**GIVEN PASSAGE:**
============

Section 6. A child who has been a member for at least one year and is twenty-five years old is eligible to become an adult member under the legacy option. The legacy option will continue the membership uninterrupted and by-pass a waiting list, if one exists. The legacy child does not pay an initiation fee, but is subject to all other fees and assessments. Their membership seniority starts when they join the club as an adult member. This is a one-time option offered on or before the year the child becomes ineligible because of age under a Family or Individual Membership. (A child becomes ineligible if they are twenty-five years old on the date dues are considered late.) If the option is not accepted at this time, a future membership will be subject to all other conditions as may apply to non-legacy applicants.

 

Section 7. Divorce or change in membership: Two adults in a Family Membership may dissolve that membership and have the option to continue their memberships separately, uninterrupted, as Individual Memberships. They will retain their original seniority when continuing their membership. If both continue as members, they must provide a letter to the Secretary/Treasurer, which is signed by both parties, specifying ownership of the locker, parking pass and order of seniority. They do not pay another initiation fee when continuing their memberships separately. Members may change their membership from individual to family if they get married. A person joining the Club by way of marriage is required to pay an individual initiation fee.

 

Section 8. The Board has the authority to adjust the number of memberships up or down annually to compensate for overcrowding, underutilizing, divorce, marriage, and legacy children. Changes in the number of memberships should not exceed a difference of 5% of the total memberships of the previous year. Legacy children will be added first, all legacy children will be added even if this results in a greater than 5% change. After legacy children, the Secretary Treasurer will invite applicants on the waiting list in order of seniority until the appropriate number of memberships has been reached.

 

Section 9. Waiting list applicants who are asked to join may defer their membership once and retain their place on the waiting list. Waiting list applicants who choose to defer their membership a second time may choose to go to the end of the waiting list or be removed from it and forfeit their application fee.

 

 

 

 

ARTICLE IV

MEETINGS OF MEMBERS

 

Section 1. Annual Meeting of members shall be held on the last Saturday in February at the Caberfae Ski Club, Cadillac, Michigan. Notice of the meeting shall be provided to members by mail or electronically at least twenty days prior to the date of the Annual Meeting.

============

**DATA LINES:**
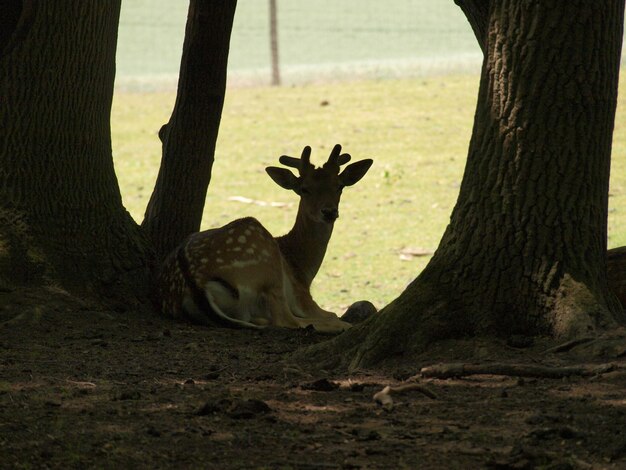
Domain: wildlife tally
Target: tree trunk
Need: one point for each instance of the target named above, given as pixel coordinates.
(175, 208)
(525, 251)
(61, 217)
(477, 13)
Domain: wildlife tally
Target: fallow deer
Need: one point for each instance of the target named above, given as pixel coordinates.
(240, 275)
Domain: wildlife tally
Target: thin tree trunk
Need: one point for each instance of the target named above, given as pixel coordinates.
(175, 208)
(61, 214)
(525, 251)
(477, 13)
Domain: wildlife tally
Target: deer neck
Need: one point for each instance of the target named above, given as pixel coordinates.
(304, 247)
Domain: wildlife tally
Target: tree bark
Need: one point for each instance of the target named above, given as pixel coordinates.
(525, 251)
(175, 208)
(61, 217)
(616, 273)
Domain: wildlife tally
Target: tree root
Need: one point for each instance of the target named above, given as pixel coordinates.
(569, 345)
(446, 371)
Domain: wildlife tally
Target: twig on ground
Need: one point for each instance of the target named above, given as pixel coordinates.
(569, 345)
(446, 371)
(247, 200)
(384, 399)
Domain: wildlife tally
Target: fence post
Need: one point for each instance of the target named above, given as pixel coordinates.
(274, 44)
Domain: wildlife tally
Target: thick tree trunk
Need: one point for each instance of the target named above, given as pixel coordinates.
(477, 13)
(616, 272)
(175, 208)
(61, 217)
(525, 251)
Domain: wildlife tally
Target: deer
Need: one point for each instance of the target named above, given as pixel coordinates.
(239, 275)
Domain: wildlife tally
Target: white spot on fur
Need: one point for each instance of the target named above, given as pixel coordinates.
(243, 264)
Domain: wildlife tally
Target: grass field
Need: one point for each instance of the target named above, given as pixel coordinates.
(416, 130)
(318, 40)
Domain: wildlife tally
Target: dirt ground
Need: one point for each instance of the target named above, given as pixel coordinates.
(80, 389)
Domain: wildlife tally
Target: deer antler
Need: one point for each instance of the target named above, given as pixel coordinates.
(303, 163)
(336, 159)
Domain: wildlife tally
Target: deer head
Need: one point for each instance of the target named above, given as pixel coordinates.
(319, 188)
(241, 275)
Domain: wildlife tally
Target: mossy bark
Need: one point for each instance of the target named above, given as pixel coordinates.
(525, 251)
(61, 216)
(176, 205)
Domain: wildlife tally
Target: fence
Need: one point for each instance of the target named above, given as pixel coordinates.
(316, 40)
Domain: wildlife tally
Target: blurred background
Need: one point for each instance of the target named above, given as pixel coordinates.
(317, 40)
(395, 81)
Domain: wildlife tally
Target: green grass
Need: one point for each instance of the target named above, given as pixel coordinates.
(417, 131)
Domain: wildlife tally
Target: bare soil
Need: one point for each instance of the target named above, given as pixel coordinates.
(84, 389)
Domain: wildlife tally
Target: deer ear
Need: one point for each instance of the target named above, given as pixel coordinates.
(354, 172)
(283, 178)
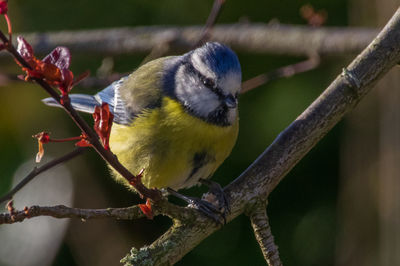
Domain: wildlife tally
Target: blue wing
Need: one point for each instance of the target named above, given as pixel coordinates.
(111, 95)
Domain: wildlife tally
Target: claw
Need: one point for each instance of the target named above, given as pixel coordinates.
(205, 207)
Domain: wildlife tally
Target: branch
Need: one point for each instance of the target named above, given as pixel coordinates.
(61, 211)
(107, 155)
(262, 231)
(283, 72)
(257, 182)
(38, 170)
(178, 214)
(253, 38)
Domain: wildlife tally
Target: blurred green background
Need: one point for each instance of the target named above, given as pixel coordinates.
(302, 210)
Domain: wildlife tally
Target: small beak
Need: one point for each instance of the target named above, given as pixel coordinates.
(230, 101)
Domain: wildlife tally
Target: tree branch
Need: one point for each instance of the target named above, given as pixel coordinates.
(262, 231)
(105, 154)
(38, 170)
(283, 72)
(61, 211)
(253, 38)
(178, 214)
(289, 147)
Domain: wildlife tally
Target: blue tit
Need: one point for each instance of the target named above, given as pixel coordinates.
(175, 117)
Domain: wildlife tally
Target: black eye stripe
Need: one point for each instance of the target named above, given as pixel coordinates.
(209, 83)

============

**REQUESTS:**
a: Answer from the bylaws excerpt:
(i) How old must a child be, and how long a member, to qualify for the legacy option?
(ii) To whom must the signed letter go when both adults from a dissolved Family Membership continue as members?
(iii) On what day is the Annual Meeting of members held?
b: Pull out every line of the entries that contains the string "blurred", treating case as significant.

**SOLUTIONS PER TASK:**
a:
(i) Twenty-five years old, and a member for at least one year.
(ii) The Secretary/Treasurer.
(iii) The last Saturday in February.

b:
Target: blurred background
Target: blurred green background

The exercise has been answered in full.